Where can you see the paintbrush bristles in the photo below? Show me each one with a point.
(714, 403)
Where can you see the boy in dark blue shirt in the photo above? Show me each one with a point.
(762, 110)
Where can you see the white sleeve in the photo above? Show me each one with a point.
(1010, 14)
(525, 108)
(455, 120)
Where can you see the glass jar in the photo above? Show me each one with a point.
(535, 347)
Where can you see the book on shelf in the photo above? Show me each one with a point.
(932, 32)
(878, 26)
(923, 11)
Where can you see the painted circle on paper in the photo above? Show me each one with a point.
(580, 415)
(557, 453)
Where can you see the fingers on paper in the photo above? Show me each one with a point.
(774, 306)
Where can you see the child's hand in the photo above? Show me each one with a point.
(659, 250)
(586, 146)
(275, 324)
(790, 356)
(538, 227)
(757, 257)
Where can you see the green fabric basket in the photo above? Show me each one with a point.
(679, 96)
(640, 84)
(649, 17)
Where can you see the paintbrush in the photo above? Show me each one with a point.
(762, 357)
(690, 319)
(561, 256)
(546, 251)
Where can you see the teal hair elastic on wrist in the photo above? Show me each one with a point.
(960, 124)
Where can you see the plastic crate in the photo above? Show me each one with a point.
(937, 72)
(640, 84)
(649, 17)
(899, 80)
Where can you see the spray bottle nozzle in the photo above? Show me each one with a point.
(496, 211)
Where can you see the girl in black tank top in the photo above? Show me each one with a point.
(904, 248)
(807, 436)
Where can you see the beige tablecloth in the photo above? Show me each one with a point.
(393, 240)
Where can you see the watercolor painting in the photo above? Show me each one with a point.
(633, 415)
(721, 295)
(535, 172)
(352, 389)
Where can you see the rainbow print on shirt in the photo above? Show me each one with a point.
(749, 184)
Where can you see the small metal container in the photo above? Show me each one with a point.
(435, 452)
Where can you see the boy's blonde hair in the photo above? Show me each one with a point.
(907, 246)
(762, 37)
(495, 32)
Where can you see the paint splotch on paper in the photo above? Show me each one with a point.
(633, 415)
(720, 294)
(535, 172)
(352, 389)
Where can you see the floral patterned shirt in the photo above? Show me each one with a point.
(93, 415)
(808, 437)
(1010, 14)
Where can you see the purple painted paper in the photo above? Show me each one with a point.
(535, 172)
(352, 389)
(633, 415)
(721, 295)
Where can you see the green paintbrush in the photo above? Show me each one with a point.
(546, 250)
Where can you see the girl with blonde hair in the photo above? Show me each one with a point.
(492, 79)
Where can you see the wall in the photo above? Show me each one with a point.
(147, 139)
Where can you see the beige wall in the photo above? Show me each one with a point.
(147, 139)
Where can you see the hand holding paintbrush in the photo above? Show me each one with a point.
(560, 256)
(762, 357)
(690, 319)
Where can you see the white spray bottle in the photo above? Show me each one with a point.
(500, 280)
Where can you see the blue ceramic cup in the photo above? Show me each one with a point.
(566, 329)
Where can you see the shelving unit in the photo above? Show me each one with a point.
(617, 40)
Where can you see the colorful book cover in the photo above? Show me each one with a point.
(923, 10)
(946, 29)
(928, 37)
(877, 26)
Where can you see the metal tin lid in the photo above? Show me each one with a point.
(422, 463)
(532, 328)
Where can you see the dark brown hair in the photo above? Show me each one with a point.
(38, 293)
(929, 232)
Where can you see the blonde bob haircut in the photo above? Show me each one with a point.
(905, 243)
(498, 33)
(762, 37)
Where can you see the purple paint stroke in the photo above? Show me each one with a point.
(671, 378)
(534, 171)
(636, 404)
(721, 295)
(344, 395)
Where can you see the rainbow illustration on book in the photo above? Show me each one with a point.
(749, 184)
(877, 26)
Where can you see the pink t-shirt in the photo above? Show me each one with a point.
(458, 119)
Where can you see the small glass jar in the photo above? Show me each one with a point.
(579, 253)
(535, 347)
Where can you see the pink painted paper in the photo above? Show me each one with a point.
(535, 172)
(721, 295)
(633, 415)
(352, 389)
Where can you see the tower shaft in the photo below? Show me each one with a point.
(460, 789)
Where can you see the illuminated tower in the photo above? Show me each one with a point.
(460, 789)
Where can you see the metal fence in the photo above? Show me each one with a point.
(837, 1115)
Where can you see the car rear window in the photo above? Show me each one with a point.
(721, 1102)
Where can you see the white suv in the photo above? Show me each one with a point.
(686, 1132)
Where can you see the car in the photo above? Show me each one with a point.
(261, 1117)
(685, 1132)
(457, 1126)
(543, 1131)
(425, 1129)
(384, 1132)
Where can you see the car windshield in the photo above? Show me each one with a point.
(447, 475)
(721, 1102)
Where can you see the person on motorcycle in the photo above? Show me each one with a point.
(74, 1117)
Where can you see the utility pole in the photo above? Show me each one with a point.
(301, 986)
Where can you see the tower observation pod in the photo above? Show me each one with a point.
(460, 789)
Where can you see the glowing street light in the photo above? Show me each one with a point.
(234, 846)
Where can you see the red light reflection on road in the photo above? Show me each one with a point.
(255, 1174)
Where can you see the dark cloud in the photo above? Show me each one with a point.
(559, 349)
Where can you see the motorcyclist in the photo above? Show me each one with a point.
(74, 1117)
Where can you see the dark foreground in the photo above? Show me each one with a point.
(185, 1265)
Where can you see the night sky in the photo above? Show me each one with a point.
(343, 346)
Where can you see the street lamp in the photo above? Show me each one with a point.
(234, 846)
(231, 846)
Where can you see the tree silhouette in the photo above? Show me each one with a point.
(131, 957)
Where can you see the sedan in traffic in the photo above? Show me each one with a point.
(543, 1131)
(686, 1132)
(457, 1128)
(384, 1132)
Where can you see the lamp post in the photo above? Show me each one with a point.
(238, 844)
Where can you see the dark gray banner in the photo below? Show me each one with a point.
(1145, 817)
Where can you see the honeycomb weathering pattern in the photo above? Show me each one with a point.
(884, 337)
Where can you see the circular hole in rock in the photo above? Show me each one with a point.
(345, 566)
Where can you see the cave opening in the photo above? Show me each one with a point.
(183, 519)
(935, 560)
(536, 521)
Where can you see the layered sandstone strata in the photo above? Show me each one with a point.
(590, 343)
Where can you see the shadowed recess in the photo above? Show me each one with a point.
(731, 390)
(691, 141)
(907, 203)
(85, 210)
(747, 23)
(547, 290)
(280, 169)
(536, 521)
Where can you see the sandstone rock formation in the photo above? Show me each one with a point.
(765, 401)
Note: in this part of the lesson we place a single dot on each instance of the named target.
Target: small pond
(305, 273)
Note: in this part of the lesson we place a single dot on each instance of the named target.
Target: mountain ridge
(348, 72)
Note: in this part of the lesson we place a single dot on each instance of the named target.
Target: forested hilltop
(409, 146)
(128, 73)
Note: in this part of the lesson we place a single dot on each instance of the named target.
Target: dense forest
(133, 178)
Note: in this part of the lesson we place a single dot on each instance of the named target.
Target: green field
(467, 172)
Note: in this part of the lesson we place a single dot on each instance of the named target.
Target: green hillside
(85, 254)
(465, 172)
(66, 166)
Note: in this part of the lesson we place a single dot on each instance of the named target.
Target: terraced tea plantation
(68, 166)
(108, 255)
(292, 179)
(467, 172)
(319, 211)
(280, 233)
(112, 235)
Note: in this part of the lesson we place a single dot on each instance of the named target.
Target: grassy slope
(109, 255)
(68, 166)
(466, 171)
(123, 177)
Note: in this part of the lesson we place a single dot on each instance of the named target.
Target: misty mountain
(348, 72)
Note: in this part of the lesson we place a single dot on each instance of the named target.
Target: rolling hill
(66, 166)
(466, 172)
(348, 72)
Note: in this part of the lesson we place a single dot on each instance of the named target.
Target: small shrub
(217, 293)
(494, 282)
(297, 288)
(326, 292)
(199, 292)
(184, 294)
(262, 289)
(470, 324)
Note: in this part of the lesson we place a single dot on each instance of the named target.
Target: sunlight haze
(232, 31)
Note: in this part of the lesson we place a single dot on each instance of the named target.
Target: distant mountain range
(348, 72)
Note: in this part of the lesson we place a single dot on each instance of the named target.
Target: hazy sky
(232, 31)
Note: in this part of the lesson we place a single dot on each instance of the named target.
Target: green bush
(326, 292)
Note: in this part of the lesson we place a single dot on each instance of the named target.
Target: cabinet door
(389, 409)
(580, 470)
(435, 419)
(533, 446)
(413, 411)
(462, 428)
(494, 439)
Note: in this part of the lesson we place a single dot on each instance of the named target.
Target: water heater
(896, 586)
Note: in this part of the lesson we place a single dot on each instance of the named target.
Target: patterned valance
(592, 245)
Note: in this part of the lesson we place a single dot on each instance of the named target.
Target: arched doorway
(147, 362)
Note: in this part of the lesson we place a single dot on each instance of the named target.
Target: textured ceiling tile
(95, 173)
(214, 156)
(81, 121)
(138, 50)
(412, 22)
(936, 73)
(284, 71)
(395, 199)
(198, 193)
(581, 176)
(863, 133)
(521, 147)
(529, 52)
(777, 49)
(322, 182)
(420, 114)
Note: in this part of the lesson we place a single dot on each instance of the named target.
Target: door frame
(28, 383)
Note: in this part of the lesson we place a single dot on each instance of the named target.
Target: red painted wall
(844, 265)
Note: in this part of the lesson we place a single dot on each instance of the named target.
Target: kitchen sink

# # # #

DIRECTION
Please count the lines in the records above that contain the word "glass", and reply with that number alone.

EXERCISE SOLUTION
2